* [What you are asked to do]: Please return all lines from the records below that include the string "pine".

(Image-grounded pointing data)
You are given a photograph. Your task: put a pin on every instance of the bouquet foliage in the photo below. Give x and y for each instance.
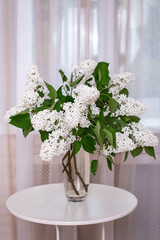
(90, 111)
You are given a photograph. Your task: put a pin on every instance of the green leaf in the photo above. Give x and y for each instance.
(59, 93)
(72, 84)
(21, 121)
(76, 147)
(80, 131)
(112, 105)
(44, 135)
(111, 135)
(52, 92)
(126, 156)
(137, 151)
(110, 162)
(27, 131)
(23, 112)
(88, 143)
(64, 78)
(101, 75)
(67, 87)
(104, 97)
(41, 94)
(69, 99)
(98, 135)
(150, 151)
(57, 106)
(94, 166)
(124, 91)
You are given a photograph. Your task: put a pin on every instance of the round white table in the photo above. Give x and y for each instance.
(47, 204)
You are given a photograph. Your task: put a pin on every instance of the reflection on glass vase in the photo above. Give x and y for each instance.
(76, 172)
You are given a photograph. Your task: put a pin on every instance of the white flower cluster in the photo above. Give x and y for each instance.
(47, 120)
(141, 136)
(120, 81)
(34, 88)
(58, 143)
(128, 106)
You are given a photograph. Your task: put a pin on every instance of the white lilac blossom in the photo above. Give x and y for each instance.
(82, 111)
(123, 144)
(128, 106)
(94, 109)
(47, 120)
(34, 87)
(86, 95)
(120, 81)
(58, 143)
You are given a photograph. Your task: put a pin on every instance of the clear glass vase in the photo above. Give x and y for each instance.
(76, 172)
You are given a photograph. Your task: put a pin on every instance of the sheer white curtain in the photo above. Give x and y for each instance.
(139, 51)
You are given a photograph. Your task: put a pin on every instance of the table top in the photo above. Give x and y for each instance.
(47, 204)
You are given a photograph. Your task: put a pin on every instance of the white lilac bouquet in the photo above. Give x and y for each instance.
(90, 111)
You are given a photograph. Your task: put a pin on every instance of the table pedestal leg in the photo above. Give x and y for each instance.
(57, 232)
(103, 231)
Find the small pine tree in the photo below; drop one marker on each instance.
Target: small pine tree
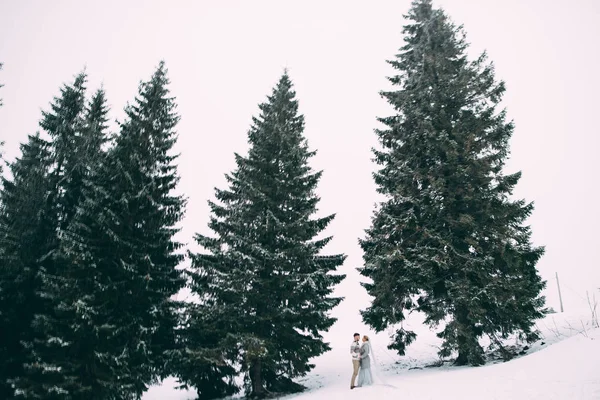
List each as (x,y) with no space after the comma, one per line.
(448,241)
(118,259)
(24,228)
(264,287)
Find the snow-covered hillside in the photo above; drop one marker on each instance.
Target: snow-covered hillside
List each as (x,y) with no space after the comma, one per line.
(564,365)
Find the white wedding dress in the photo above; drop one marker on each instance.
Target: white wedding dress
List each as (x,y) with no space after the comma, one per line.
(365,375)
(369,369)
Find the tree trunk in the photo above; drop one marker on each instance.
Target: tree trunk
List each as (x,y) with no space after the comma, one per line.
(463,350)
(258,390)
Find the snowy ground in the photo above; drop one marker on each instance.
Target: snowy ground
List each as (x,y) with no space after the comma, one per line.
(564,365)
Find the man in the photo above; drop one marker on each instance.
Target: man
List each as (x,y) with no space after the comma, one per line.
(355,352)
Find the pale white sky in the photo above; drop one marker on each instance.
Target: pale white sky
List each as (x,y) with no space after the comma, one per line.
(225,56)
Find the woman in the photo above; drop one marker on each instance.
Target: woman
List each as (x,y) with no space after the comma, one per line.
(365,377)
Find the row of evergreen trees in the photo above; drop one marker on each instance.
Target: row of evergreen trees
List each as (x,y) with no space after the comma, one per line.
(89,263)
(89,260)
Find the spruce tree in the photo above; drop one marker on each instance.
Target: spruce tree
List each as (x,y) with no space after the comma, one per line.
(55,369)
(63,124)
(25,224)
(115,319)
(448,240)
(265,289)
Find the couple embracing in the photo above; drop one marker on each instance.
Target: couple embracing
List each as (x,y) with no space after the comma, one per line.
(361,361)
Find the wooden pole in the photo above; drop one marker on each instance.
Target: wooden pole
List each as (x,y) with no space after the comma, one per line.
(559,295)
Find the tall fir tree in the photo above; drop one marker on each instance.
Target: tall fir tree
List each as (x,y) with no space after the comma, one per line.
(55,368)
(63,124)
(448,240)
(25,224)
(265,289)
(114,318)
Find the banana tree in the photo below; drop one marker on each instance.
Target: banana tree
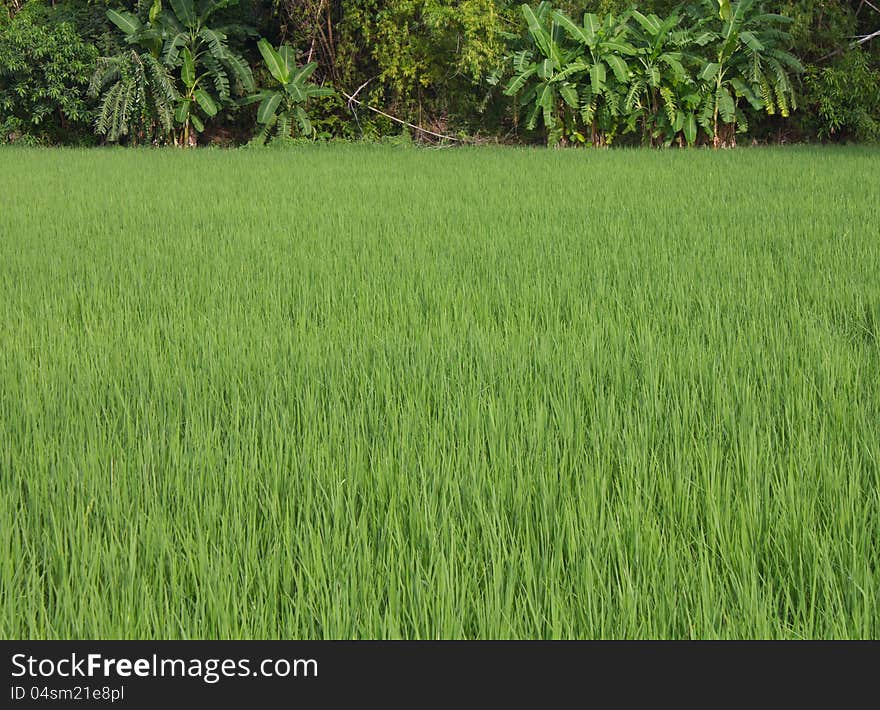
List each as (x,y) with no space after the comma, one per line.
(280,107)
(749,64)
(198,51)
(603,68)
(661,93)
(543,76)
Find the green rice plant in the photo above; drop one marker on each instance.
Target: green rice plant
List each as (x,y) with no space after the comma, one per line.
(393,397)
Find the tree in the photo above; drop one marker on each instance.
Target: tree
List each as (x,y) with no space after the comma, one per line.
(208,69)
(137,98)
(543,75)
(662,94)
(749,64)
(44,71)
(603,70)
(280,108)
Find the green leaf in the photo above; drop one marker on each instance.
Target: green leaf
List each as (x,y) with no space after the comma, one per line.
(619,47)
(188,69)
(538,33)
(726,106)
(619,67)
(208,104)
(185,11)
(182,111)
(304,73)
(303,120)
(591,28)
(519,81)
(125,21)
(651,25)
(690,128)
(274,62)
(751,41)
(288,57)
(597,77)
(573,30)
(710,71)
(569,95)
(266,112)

==

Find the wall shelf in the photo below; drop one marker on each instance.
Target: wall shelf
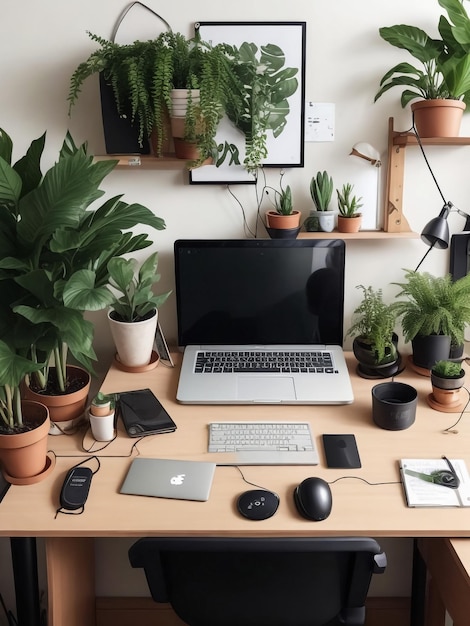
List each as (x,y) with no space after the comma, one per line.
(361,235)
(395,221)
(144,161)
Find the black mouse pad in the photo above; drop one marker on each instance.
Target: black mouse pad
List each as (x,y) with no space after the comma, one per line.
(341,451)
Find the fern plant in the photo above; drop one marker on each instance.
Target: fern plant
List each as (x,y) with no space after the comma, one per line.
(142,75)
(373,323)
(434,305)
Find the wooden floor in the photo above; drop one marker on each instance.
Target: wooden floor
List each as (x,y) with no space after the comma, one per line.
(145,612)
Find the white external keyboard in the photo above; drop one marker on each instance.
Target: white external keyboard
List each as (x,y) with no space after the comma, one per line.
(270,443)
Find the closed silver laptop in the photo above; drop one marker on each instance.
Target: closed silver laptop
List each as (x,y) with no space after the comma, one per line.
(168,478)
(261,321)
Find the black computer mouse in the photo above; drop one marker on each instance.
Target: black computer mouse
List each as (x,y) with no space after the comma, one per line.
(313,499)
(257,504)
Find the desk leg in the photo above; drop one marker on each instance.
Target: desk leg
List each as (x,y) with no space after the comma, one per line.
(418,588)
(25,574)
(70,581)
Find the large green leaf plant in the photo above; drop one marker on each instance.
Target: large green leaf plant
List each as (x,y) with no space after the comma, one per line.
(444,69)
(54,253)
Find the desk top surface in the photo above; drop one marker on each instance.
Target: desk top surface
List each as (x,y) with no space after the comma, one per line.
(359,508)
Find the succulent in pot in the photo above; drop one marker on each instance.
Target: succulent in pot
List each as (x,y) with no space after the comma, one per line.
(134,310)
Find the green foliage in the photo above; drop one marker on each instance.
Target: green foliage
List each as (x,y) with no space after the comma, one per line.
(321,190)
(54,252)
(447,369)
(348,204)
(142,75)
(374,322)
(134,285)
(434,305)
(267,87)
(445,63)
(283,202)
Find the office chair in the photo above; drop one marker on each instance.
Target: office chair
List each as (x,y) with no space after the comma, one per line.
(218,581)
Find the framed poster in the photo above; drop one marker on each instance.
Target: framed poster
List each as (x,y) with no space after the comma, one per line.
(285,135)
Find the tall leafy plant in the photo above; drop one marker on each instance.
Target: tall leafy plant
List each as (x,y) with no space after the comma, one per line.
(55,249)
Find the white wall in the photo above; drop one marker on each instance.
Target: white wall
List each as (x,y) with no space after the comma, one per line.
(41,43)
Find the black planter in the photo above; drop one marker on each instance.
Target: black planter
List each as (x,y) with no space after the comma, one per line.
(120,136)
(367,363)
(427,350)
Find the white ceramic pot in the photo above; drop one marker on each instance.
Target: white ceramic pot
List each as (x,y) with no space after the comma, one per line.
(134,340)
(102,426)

* [Task answer]:
Find the small pine tree in the photo below; drop one marker on each instance.
Target: small pine tree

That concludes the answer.